* Texto da página
>>>
Em continuação à sua pregação na sinagoga em Antioquia, Paulo menciona o batismo pregado por João Batista, que preparava a vinda do Senhor. Esse “batismo” foi um reavivamento que surgiu em meio à situação de inércia reinante sob o ministério dos fariseus. Sua mensagem foi como água em terra seca, pois o povo estava em grande necessidade. Mas a expectativa do povo devia ser corrigida, pois esperava um livramento literal, não transcendental. O propósito de Deus era renová-los através do arrependimento, de uma mudança de postura de adoração, de uma perspectiva certa com relação à salvação que Deus trouxe através do Senhor Jesus. Podemos dizer que a mensagem contida no batismo de João, conforme lembrada neste discurso de Paulo, trazia pelo menos três apelos.
Primeiro apelo: ajustar a conduta através do arrependimento (23,24)
“Da descendência deste, conforme a promessa, trouxe Deus a Israel o Salvador, que é Jesus, havendo João, primeiro, pregado a todo o povo de Israel, antes da manifestação dele, batismo de arrependimento”.
Para ser salvo, um dos requisitos necessários é se arrepender. O arrependimento, a conversão, a fé, são sintomas que acompanham a salvação de um pecador a quem Jesus remiu da perdição. Mas, mesmo que estejamos remidos, livres da condenação eterna, ainda somos chamados ao arrependimento.
Somos sensibilizados por nossa própria consciência quando fazemos coisas que desagradam a Deus. Nos arrependemos por não termos ido à igreja, por não termos convidado o vizinho para o culto, por não termos evangelizado, por não termos lido a Bíblia, por não termos orado, por termos comido demais.
Mas, apesar do arrependimento eventual, continuamos fazendo coisas das quais iremos nos arrepender. Somos como aquele irmão que peca sete vezes todos os dias, e sete vezes se arrepende (Lucas 17.4). Jesus vai nos perdoar? Sim. E se eu pecar setenta vezes sete? Bom, sempre podemos apelar para Mateus 18.21, 22: “[...] Senhor, até quantas vezes meu irmão pecará contra mim, que eu lhe perdoe? Até sete vezes? Respondeu-lhe Jesus: Não te digo que até sete vezes, mas até setenta vezes sete”. Jesus é, com certeza, mais misericordioso do que irmão que perdoa.
<<<
* Material fornecido
>>>
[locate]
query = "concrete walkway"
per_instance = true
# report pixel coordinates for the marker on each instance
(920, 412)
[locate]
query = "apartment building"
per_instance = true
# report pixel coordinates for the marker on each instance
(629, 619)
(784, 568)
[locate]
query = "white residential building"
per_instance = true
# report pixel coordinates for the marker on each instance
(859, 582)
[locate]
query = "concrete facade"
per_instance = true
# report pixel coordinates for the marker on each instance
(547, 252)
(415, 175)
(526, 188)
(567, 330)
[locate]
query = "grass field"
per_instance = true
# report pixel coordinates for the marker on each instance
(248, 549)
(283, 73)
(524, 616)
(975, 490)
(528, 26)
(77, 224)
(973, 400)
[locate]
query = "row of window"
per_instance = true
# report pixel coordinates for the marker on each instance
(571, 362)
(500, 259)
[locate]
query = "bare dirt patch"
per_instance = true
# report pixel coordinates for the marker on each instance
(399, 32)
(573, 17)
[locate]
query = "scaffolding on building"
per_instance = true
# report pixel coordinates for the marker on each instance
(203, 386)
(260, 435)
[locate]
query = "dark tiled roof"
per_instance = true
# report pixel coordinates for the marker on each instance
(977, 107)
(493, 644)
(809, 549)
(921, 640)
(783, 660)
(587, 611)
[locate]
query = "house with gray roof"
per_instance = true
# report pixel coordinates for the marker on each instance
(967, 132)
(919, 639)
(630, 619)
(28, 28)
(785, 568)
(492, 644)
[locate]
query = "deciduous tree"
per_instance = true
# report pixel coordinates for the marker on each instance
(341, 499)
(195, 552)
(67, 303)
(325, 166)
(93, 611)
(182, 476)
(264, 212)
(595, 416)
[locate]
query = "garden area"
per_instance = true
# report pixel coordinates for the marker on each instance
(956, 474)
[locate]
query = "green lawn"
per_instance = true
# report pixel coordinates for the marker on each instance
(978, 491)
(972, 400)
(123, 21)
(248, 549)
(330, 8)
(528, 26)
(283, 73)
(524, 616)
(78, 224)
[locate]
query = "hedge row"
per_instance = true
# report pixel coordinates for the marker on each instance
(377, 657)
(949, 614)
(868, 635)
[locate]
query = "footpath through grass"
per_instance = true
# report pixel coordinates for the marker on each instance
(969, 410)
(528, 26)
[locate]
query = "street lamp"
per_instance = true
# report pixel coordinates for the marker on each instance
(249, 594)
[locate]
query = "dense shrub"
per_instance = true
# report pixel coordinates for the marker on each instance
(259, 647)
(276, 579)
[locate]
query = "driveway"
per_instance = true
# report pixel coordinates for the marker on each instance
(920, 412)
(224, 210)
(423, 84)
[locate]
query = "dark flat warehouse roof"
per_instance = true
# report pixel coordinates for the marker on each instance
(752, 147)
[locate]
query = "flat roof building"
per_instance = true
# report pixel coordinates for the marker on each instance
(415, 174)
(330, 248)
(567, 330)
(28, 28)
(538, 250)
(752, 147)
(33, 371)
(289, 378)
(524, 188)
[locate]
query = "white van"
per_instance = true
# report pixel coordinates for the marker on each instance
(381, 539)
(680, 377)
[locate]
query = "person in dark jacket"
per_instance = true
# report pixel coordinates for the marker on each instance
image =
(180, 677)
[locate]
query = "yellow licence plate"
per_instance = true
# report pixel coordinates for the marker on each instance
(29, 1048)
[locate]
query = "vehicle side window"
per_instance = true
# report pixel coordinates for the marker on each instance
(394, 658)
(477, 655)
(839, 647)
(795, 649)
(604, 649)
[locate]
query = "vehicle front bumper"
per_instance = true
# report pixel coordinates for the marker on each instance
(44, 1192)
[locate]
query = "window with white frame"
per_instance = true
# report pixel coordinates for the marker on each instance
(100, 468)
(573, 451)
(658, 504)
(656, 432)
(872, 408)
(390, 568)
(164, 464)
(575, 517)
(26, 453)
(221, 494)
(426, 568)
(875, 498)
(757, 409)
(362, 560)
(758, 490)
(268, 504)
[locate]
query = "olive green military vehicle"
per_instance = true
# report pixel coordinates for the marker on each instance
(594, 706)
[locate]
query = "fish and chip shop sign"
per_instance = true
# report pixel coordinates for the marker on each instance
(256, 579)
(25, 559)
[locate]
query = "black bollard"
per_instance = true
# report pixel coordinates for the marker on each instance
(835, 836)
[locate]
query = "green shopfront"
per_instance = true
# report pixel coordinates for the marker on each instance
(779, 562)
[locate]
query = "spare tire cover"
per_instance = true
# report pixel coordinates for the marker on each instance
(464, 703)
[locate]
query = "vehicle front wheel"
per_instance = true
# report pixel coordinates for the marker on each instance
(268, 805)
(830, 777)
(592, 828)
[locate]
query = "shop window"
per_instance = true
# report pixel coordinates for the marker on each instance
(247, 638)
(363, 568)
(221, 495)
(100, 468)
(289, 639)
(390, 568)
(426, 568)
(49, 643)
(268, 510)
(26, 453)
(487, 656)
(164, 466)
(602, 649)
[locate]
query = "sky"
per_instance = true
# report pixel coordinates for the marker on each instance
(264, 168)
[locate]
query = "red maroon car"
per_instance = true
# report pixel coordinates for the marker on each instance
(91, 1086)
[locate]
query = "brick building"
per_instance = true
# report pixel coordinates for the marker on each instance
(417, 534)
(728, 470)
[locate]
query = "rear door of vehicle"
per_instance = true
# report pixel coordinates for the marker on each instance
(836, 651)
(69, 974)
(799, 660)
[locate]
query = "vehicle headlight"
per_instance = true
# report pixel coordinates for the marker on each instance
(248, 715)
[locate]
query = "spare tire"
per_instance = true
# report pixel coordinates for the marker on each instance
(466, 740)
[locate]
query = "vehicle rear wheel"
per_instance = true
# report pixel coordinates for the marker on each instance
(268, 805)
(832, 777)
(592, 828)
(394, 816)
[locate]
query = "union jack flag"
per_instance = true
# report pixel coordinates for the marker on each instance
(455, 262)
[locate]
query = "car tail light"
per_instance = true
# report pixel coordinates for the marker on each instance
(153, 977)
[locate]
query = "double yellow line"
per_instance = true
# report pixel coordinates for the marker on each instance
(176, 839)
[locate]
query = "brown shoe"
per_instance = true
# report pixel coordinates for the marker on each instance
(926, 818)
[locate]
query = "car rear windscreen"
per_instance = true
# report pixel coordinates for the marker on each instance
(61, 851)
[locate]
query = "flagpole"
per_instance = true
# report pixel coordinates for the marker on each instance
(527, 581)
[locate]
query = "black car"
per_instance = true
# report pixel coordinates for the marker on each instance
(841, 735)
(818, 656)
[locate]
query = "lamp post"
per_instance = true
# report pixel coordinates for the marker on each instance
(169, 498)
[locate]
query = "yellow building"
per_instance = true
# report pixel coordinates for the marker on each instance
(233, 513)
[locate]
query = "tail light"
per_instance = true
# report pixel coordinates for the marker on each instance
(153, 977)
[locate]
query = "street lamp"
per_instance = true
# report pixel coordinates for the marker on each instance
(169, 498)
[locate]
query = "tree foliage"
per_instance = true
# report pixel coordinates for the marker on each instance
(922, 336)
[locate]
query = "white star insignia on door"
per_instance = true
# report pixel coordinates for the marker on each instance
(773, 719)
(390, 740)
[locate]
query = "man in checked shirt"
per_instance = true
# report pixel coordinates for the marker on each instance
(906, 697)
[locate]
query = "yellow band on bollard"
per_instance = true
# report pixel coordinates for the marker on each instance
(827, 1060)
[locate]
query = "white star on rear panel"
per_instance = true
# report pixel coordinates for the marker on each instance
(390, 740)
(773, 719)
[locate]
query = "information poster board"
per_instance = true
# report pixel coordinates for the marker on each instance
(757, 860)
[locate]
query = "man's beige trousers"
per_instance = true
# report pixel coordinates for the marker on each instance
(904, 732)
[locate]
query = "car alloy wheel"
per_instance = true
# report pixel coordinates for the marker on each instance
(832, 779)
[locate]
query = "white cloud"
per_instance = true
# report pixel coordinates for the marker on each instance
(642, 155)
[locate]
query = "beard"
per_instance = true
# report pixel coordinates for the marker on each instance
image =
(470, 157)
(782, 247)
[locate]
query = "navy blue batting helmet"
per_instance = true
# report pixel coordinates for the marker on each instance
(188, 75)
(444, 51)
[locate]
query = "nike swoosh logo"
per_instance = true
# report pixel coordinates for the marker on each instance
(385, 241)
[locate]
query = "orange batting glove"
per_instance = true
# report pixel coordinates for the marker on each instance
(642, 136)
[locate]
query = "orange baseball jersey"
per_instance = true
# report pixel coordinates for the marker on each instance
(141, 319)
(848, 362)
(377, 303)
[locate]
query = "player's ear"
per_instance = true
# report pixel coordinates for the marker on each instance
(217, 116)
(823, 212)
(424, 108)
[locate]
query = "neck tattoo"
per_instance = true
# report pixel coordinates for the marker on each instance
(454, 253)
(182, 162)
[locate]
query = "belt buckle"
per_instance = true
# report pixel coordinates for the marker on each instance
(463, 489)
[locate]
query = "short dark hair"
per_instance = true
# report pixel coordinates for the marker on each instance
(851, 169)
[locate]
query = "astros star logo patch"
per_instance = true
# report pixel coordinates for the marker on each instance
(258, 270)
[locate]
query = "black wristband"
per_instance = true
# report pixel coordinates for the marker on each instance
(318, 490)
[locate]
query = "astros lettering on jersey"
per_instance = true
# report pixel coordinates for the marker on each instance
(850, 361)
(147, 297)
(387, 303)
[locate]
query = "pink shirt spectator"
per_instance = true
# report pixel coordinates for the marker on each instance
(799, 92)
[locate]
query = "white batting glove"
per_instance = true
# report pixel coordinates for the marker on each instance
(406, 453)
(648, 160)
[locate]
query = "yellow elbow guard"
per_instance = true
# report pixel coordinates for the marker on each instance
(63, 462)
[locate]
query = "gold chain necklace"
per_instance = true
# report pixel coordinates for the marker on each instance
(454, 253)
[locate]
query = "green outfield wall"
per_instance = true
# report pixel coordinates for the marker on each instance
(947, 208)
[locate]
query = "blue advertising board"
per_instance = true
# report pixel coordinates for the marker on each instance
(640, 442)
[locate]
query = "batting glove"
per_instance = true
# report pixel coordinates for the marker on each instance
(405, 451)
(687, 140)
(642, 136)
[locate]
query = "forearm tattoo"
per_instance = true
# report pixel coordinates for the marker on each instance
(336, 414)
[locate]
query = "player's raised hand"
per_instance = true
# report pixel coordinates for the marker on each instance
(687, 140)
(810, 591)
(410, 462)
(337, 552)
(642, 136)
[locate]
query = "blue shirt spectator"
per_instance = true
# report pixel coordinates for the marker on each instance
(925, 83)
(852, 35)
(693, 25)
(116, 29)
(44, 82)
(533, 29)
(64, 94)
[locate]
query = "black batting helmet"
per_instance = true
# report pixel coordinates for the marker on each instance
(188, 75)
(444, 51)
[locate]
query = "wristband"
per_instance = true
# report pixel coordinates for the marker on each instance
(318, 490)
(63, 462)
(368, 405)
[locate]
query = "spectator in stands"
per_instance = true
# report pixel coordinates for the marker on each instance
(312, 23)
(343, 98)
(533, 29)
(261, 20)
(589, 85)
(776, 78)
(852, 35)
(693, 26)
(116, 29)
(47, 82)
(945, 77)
<<<
* Sobre este exercício
Devolva, sem nenhuma alteração, o trecho do texto sobre o batismo de João que começa em "Para ser salvo, um" e segue até "chamados ao arrependimento.".

* Resposta da tarefa
Para ser salvo, um dos requisitos necessários é se arrepender. O arrependimento, a conversão, a fé, são sintomas que acompanham a salvação de um pecador a quem Jesus remiu da perdição. Mas, mesmo que estejamos remidos, livres da condenação eterna, ainda somos chamados ao arrependimento.